Copy the data exactly as it appears, and do not include any pictures.

* [SUPPLIED DATA]
■ ■ ■
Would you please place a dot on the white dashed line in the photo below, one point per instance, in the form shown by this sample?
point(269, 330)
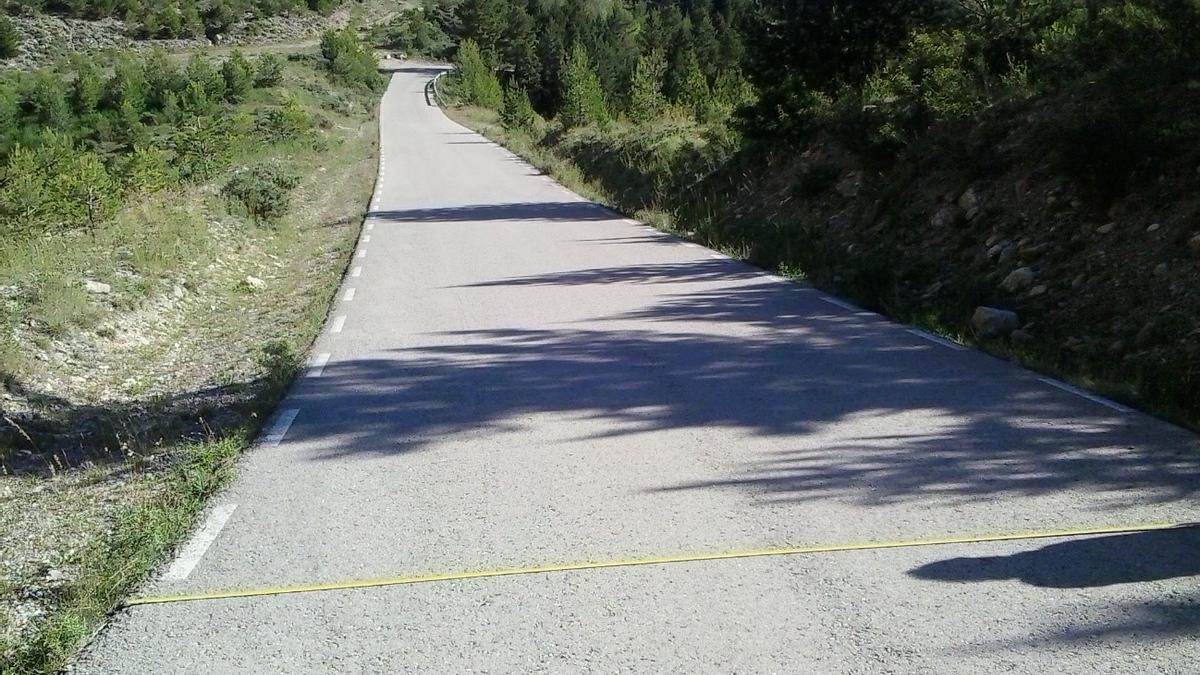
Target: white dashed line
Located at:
point(280, 429)
point(840, 304)
point(191, 554)
point(1089, 395)
point(318, 364)
point(935, 339)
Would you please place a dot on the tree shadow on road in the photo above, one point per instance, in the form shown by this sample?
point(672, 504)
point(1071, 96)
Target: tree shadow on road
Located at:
point(1083, 563)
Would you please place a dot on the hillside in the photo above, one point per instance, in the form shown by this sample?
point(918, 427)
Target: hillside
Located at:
point(175, 226)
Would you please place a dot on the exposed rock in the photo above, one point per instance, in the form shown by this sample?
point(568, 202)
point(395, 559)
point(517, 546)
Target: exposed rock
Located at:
point(850, 184)
point(991, 322)
point(947, 216)
point(971, 203)
point(1018, 280)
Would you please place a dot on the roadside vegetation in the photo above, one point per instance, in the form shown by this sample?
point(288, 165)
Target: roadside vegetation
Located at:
point(1019, 173)
point(174, 230)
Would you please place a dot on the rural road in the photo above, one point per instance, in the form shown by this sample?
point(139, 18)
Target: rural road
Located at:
point(513, 376)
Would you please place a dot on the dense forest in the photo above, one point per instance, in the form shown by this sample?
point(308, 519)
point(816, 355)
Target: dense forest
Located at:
point(163, 18)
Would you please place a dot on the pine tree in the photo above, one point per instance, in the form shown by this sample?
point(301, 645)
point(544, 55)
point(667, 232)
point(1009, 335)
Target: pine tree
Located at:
point(583, 101)
point(694, 90)
point(485, 22)
point(517, 113)
point(646, 100)
point(474, 77)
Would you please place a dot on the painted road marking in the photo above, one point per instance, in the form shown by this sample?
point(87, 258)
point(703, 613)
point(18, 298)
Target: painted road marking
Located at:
point(280, 429)
point(1089, 395)
point(191, 554)
point(658, 560)
point(840, 304)
point(936, 339)
point(318, 364)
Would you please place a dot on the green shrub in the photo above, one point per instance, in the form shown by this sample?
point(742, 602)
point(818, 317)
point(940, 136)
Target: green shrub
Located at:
point(202, 148)
point(517, 113)
point(269, 70)
point(148, 169)
point(10, 40)
point(349, 60)
point(583, 100)
point(263, 190)
point(474, 79)
point(238, 76)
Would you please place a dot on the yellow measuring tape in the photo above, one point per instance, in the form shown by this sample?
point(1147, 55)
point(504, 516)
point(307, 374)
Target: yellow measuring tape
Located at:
point(642, 561)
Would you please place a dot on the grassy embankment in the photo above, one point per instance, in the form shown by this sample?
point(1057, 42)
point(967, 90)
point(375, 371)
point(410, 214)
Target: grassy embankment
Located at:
point(127, 406)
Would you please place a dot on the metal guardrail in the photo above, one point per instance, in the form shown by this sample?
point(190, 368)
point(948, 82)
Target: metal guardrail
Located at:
point(432, 87)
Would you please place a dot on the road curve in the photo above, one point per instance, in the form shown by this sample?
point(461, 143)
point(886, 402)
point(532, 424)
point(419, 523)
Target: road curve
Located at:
point(513, 376)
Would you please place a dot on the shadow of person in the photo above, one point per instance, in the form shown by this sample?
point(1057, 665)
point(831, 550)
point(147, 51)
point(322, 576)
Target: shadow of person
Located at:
point(1079, 563)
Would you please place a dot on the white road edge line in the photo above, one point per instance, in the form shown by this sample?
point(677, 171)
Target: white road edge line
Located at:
point(1089, 395)
point(318, 364)
point(935, 339)
point(840, 304)
point(191, 554)
point(280, 429)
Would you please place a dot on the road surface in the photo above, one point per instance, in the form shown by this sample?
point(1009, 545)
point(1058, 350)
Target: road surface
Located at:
point(516, 377)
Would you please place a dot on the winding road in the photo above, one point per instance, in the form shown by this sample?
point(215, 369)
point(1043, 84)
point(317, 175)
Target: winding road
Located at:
point(516, 378)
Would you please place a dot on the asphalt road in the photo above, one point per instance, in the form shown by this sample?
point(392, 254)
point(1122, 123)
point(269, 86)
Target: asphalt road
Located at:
point(514, 376)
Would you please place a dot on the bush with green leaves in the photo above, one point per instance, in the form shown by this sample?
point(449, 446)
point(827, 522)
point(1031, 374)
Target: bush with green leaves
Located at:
point(10, 40)
point(517, 112)
point(474, 79)
point(351, 60)
point(263, 190)
point(646, 99)
point(583, 99)
point(286, 123)
point(238, 76)
point(268, 70)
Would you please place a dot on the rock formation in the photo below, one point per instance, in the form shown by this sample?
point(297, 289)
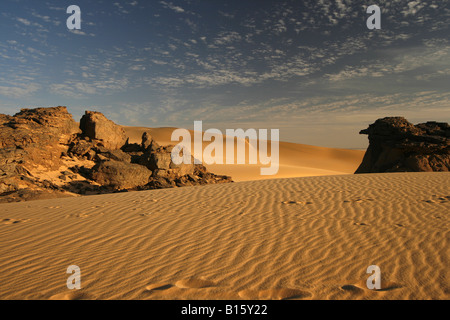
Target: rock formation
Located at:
point(395, 145)
point(97, 127)
point(44, 154)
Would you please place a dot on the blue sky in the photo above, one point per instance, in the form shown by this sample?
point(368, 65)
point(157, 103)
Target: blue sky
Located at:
point(309, 68)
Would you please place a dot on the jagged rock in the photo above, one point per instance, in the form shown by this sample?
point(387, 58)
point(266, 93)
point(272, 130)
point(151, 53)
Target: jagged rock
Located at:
point(117, 155)
point(395, 145)
point(96, 126)
point(120, 175)
point(47, 138)
point(36, 136)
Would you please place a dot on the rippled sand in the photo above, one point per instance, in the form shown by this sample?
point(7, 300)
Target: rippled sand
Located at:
point(298, 238)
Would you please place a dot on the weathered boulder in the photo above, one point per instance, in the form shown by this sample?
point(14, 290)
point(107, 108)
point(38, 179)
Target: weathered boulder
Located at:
point(120, 175)
point(96, 126)
point(395, 145)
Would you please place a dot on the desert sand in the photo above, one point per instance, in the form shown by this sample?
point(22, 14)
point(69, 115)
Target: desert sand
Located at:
point(293, 238)
point(296, 160)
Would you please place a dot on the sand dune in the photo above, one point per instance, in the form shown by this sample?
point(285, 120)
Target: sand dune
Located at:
point(298, 238)
point(296, 160)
■ ■ ■
* [SOLUTION TO THIS TASK]
Would you please place a dot on the white dashed line in the photo below, one point per instance, in the form shown by this sample?
point(269, 330)
Target: white dashed line
Located at:
point(280, 429)
point(840, 304)
point(191, 554)
point(1089, 395)
point(318, 364)
point(935, 339)
Would you please place a dot on the tree shadow on road in the photo above, one point per instance, in the form shown by this sample?
point(672, 504)
point(1071, 96)
Target: tree shadow on road
Located at:
point(1083, 563)
Would you please place a dot on the hillside in the photo above, one point per instance, in the form shown by this sample?
point(918, 427)
Target: hillside
Located at:
point(175, 226)
Would you please place a dot on the exposed rock in the photo above, one point per instance, in the form shown by this sample?
point(568, 202)
point(395, 559)
point(517, 546)
Target: exposed rock
Located at:
point(850, 184)
point(991, 322)
point(947, 216)
point(971, 203)
point(1018, 280)
Would you please place a dot on the roadside vegetation in the photo above, one point per instance, in the form shown by this sample?
point(288, 165)
Target: roadside vegetation
Located at:
point(1019, 173)
point(174, 230)
Would you please place a dot on the rural road in the photo above, one point per instance, in the form shown by this sample?
point(139, 18)
Target: rural road
Located at:
point(513, 376)
Would you please place a dot on the dense forest in the photo above, one point per instance, in the form shown by this sample?
point(308, 519)
point(816, 355)
Target: dense forest
Located at:
point(163, 18)
Would you please place a dot on the pine tree in the photo above, one point per instance, in the form shown by this sample?
point(301, 645)
point(544, 55)
point(667, 232)
point(1009, 335)
Target: pine tree
Located at:
point(583, 101)
point(694, 90)
point(485, 22)
point(517, 113)
point(646, 100)
point(474, 77)
Would you please place a dot on the painted road marking in the photo above, one point per instance, in the form shown by this sample?
point(87, 258)
point(703, 613)
point(18, 298)
Target: painted road marking
Located at:
point(280, 429)
point(1089, 395)
point(191, 554)
point(658, 560)
point(840, 304)
point(936, 339)
point(318, 364)
Would you please place a dot on the green shrub in the photo above, one point per instance, in the form shown by this sample?
point(742, 602)
point(818, 317)
point(940, 136)
Target: green shrub
Located at:
point(202, 148)
point(517, 113)
point(269, 70)
point(148, 169)
point(10, 40)
point(349, 60)
point(583, 100)
point(263, 190)
point(474, 79)
point(238, 76)
Would you please place a dot on the yellow measuring tape in the photo above, one point per instance, in the form shown by this sample?
point(1147, 55)
point(504, 516)
point(307, 374)
Target: yellow measuring tape
Located at:
point(642, 561)
Would you please place a dot on the grassy embankment in the photo above, one point per instance, in the form shown by this sample?
point(1057, 42)
point(967, 90)
point(375, 371)
point(410, 214)
Target: grassy embankment
Located at:
point(127, 406)
Would you please place a dot on the metal guardrail in the photo above, one point per instance, in the form shown by this sample?
point(190, 368)
point(948, 82)
Target: metal guardrail
Located at:
point(432, 87)
Would you please place a dot on the road curve in the photo above, one point per instance, in the form shown by this sample?
point(461, 143)
point(886, 402)
point(532, 424)
point(419, 523)
Target: road curve
Located at:
point(513, 376)
Would you please place a dot on the shadow of person in the photo above, one point per instance, in the form shown by this sample?
point(1057, 665)
point(831, 550)
point(147, 51)
point(322, 576)
Target: shadow of person
Located at:
point(1079, 563)
Would you please place a dot on the white road edge line in the photo above, one point per instance, in the form shown by this sample?
point(677, 171)
Target: white road edge line
Located at:
point(1089, 395)
point(318, 364)
point(935, 339)
point(840, 304)
point(191, 554)
point(280, 429)
Would you please place a dot on the road surface in the photo above, one point per instance, in the form shown by this sample?
point(1009, 545)
point(1058, 350)
Target: road surface
Located at:
point(516, 377)
Would you please place a dot on the winding road in the photo above, one point per instance, in the form shown by this sample?
point(215, 369)
point(1043, 84)
point(317, 175)
Target: winding road
Located at:
point(516, 378)
Would you please place a dot on the asphalt road in the photo above, one point per instance, in the form shown by this sample?
point(392, 254)
point(1122, 123)
point(269, 86)
Target: asphalt road
Located at:
point(514, 376)
Would you please place a dot on the bush with green leaves in the photo above, one point per instance, in the form shown by this sample?
point(449, 446)
point(827, 522)
point(1031, 374)
Target: bush with green leaves
Located at:
point(10, 40)
point(517, 112)
point(474, 79)
point(351, 60)
point(263, 190)
point(646, 99)
point(583, 99)
point(286, 123)
point(238, 76)
point(268, 70)
Would you please place a dot on the rock formation in the photo below, one point per instance, in the form shown by this sample?
point(297, 289)
Target: rock formation
Located at:
point(395, 145)
point(97, 127)
point(44, 154)
Would you please place a dot on the blue sky in the photo above, one point per instance, in the form shown by this sample?
point(368, 65)
point(157, 103)
Target: blue sky
Located at:
point(309, 68)
Would you please place a dot on the jagged rock in the photo above, one point per instance, in the form shown by this sample?
point(387, 58)
point(266, 93)
point(272, 130)
point(151, 53)
Target: jagged rock
Located at:
point(117, 155)
point(395, 145)
point(96, 126)
point(120, 175)
point(47, 138)
point(36, 136)
Would you please place a dot on the rippled sand in the photo above, one point per instance, in the form shown by this sample?
point(7, 300)
Target: rippled sand
Located at:
point(298, 238)
Would you please place a dot on the weathered boulder in the photo above, one point per instance, in the form shown by this sample?
point(14, 290)
point(107, 108)
point(38, 179)
Target: weathered boulder
Located at:
point(120, 175)
point(96, 126)
point(395, 145)
Would you please place a dot on the desert sand in the photo above, one point per instance, in the form shown by this sample?
point(22, 14)
point(69, 115)
Target: desert sand
Located at:
point(293, 238)
point(296, 160)
Would you please place a dot on the sand dune in the photo above, one point per instance, in the form shown by this sample?
point(285, 120)
Target: sand dune
Located at:
point(298, 238)
point(296, 160)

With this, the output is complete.